* STATED GOAL
Nothing before the line containing "Practice. Find the purple" belongs in the answer; quote that line and all lines after it through the end of the material, word for word.

== LISTED RECORDS ==

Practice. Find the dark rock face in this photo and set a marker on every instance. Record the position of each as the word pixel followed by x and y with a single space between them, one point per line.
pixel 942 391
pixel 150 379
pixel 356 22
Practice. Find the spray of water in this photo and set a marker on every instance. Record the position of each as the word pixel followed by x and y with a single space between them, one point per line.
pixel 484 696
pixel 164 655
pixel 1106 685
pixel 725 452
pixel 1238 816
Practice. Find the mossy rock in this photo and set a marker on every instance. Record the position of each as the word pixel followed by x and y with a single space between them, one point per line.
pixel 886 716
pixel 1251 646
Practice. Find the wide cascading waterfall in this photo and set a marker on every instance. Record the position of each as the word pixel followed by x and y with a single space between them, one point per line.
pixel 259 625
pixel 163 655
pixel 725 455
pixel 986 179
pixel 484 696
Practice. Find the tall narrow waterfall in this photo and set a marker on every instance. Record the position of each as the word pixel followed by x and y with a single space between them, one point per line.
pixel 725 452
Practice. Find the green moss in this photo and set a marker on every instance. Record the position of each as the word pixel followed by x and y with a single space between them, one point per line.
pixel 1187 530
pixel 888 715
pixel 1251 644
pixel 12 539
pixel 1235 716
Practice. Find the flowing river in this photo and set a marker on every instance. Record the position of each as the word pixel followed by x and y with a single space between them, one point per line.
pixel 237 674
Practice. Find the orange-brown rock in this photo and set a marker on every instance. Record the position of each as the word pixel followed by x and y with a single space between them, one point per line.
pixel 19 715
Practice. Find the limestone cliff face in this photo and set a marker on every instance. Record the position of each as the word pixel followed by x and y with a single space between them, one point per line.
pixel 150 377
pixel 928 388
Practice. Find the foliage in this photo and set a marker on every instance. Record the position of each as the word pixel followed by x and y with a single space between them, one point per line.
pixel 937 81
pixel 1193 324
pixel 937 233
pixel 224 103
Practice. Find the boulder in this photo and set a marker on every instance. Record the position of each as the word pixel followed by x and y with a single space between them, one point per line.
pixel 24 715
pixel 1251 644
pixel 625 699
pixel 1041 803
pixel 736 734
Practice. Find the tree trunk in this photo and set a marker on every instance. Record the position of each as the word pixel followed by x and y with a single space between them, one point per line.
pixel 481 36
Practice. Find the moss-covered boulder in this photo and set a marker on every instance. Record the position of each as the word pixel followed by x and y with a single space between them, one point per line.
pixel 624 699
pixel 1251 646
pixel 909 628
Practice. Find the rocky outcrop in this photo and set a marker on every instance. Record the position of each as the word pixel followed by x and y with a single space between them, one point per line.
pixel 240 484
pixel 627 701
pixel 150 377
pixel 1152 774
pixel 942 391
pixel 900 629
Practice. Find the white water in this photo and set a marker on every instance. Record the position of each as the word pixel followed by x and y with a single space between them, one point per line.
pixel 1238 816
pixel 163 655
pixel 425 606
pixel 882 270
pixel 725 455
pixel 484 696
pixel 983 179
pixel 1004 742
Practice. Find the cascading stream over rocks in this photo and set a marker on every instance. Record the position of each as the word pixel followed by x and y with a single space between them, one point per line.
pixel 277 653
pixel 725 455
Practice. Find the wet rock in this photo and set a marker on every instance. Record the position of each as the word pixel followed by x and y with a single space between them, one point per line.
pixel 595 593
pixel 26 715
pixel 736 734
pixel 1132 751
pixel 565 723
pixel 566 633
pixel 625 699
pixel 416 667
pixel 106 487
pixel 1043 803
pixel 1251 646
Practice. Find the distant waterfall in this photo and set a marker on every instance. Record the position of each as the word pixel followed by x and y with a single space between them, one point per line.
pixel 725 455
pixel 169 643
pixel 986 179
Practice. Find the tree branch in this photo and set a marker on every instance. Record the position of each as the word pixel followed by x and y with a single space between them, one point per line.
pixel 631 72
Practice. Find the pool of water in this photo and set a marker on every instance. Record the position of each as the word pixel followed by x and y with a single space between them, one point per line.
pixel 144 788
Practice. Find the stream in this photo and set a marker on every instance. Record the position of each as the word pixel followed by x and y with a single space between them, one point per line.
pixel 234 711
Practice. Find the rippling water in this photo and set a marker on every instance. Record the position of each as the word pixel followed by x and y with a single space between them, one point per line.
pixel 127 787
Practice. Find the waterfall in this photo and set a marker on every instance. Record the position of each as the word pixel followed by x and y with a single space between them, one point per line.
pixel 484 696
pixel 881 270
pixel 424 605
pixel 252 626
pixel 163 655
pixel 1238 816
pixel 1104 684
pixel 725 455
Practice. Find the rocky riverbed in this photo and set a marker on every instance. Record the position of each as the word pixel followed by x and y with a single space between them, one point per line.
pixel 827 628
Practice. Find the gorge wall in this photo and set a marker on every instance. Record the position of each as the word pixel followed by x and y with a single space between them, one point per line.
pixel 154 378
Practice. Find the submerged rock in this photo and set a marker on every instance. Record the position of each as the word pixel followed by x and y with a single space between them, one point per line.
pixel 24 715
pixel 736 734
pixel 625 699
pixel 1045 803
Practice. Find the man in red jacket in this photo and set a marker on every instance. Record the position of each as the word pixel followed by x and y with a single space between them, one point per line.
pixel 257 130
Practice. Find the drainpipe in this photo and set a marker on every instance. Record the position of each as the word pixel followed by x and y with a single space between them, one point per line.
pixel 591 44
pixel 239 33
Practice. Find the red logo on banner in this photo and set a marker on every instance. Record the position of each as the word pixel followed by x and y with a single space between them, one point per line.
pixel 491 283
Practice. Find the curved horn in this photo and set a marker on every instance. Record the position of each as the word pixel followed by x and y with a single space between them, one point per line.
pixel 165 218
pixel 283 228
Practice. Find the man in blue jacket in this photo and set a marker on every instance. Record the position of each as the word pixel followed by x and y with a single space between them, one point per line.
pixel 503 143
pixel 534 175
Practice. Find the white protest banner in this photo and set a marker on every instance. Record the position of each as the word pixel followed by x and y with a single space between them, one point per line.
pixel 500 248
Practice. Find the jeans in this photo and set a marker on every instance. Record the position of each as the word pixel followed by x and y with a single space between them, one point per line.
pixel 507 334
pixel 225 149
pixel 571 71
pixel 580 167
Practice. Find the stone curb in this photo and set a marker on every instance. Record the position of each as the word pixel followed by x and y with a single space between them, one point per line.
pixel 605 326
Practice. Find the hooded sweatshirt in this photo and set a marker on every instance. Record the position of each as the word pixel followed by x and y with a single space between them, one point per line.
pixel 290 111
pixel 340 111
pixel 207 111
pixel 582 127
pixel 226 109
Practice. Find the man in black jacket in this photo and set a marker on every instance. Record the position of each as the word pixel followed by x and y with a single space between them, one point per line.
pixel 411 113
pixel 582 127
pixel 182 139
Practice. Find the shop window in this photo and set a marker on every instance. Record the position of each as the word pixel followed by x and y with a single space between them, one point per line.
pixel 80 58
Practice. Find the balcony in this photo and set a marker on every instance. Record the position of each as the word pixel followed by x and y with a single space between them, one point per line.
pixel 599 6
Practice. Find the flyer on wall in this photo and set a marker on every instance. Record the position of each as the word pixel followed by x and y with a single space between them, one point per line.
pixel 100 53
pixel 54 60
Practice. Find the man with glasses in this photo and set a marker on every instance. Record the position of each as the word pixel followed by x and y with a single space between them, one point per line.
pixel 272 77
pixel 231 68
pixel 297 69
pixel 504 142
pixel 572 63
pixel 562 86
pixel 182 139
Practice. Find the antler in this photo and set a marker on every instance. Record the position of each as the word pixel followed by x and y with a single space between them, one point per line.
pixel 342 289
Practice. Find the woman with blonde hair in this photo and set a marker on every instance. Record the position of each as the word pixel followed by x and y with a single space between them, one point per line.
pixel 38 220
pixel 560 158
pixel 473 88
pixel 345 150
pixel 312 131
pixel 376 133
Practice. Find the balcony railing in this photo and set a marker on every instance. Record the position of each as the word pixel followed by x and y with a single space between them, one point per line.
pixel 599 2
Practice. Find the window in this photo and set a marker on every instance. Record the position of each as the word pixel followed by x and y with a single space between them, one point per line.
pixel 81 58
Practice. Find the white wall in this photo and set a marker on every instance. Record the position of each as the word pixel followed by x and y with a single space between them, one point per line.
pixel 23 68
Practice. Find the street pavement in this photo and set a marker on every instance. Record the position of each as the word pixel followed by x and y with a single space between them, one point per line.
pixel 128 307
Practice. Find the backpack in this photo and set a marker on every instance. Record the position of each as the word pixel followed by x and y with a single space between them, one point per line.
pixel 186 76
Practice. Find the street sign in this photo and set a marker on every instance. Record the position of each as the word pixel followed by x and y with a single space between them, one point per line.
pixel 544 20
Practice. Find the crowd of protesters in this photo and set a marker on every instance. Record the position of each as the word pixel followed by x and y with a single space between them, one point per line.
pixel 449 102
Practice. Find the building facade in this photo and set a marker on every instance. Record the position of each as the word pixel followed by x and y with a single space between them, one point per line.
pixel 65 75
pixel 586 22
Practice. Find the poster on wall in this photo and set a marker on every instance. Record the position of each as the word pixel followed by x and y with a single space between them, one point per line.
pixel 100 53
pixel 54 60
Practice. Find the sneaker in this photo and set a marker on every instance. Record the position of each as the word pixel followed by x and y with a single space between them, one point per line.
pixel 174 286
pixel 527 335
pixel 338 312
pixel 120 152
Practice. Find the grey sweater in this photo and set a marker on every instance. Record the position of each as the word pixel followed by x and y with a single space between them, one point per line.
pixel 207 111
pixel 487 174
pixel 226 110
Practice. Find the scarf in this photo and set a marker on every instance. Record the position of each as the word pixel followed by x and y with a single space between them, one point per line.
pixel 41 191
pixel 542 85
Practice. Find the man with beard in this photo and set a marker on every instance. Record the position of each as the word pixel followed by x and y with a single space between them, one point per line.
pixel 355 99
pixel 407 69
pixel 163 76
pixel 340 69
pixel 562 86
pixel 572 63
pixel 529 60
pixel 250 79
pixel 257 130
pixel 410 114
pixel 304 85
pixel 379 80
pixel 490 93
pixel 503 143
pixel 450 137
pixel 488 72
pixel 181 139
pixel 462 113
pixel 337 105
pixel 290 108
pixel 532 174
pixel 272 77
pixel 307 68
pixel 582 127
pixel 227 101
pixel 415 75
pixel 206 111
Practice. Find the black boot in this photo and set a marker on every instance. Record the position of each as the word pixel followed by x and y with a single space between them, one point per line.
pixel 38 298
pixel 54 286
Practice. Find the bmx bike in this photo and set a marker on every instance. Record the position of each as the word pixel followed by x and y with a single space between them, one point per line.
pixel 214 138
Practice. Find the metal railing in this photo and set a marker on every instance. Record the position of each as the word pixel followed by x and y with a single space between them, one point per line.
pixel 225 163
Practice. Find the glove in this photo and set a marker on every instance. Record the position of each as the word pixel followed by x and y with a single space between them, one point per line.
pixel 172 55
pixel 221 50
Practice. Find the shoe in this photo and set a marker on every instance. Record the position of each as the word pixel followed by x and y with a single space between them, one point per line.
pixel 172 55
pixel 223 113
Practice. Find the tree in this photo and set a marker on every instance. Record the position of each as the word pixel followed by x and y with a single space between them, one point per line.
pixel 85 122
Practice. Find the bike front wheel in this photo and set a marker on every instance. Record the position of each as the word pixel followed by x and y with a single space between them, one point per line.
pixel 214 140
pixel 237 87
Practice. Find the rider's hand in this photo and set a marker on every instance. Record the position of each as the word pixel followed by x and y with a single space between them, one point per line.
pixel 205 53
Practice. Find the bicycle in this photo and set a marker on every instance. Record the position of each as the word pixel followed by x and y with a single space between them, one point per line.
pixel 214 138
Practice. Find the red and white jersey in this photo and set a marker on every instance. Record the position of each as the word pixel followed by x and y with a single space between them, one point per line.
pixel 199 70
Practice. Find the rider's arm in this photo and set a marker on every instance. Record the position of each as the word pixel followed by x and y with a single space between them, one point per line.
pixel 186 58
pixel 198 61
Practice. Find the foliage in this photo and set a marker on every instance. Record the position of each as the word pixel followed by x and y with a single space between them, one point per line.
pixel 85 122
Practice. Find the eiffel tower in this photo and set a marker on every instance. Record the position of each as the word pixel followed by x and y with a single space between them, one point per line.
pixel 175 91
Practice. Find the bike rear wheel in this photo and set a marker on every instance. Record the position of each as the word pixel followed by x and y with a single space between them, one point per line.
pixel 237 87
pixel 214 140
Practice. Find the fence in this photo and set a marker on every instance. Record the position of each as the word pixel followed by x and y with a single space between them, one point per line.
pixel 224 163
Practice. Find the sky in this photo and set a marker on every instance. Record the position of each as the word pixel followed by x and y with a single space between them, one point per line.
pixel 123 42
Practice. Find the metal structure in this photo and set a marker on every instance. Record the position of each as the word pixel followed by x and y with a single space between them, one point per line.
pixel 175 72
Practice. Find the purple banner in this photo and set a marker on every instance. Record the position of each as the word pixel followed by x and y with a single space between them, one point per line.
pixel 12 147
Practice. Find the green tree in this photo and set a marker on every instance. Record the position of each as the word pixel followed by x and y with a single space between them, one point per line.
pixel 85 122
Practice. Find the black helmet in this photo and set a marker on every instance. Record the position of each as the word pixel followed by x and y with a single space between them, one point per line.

===

* RESULT OF THE EXERCISE
Practice. Find the purple banner in this photo and set a marker on every instance. Record the position of each as the word pixel followed by x and y with a single space between them, one point per line.
pixel 12 147
Practice. Find the green tree in this photo and set a marker on every instance. Record the position of each as the word pixel followed by x and y with a single space between them, one point per line.
pixel 85 122
Practice. Find the black helmet in this photo and set a marker on every instance. Record the position of each as the word pixel followed by x and y with a single space between them, one point per line.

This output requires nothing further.